= EXERCISE DIRECTIONS =
Pick out each line in the items below that contains the word "query", and copy those lines in full.

===== SUPPLIED ENTRIES

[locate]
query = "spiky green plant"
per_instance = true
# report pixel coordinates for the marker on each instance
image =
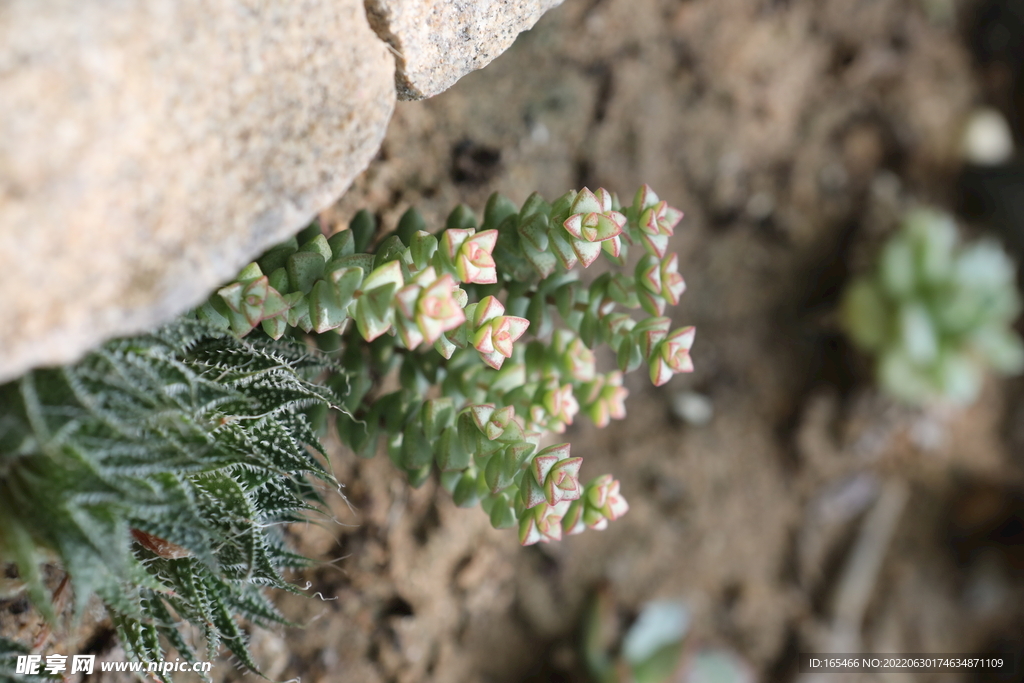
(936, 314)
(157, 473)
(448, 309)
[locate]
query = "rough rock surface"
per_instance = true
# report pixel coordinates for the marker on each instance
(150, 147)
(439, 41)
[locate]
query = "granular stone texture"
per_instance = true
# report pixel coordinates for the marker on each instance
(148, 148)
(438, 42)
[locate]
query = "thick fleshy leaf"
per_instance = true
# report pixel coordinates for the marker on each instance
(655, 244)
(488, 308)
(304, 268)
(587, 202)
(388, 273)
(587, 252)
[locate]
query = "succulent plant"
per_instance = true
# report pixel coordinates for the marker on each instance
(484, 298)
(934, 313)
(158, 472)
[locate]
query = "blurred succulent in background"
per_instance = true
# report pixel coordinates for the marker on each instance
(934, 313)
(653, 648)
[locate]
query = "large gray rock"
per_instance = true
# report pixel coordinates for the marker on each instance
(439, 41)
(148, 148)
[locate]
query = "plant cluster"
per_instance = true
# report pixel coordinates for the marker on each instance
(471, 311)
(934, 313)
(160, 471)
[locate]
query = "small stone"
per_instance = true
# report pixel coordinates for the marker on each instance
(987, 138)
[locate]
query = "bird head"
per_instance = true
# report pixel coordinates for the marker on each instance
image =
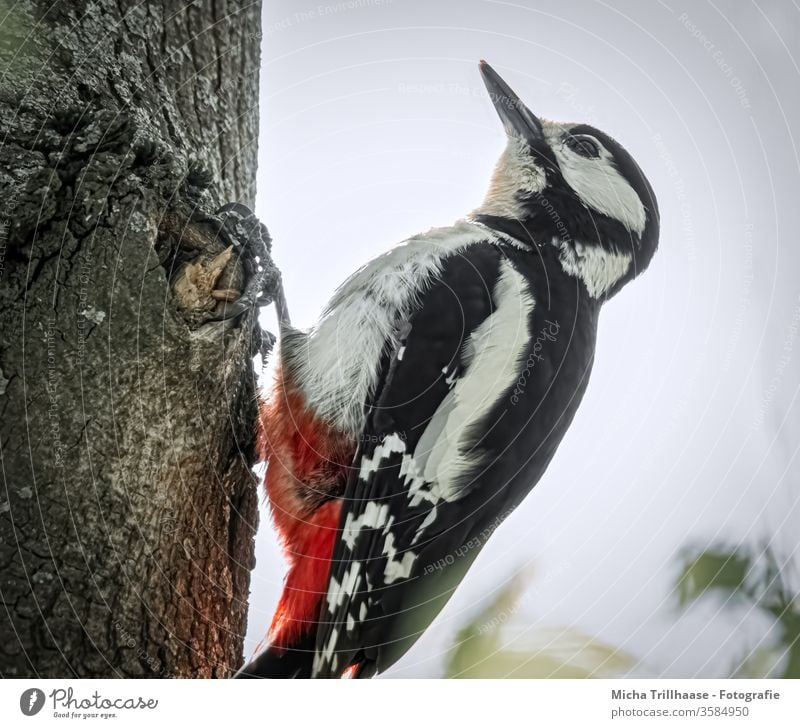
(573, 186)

==========

= TASK RESULT =
query = "spiky green plant"
query = "rough rock surface"
query = "granular stone texture"
query = "thick fleshy leaf"
query = "succulent plant"
query = "blurred succulent in background"
query = "large gray rock"
query = "plant cluster"
query = "small stone"
query = "bird head"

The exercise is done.